╭──
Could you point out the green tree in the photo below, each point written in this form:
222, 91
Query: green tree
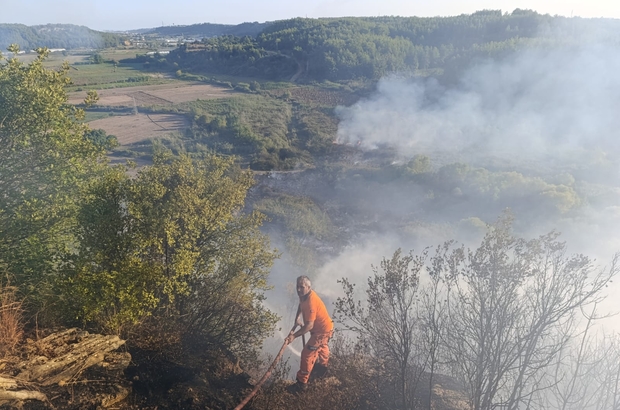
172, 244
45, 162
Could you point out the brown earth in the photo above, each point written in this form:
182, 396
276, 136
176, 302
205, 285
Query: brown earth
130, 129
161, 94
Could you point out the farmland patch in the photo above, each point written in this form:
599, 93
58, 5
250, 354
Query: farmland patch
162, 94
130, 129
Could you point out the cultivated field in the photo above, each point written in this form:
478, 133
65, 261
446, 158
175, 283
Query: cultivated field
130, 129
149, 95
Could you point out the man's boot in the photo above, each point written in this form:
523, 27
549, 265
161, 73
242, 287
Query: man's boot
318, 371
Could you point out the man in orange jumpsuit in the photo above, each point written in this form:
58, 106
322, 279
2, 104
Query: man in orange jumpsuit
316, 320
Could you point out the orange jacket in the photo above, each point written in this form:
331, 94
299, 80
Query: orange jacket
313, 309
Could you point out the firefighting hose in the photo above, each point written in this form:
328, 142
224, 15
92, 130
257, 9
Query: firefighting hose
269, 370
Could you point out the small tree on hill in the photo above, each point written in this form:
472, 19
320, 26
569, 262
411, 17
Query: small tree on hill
╰──
* Task details: Print out, without change, each line from the line holding "Could you point out the man in" to the final line of the material.

* Your response:
Could you point out the man in orange jumpsuit in the photo above, each point written in this form:
58, 106
322, 279
2, 104
Query: man in orange jumpsuit
316, 320
Could you point out the orange jacket in the photo above, each point written in this form:
331, 94
299, 80
Query: orange jacket
313, 309
Could you point out the firefighting hose in the photo above, each point written in this form:
328, 142
224, 15
92, 130
257, 9
Query: firefighting hose
269, 370
Could you point out the small tree on hill in the photo above, each point written in this form:
472, 19
320, 26
569, 262
411, 17
Query: small tree on hill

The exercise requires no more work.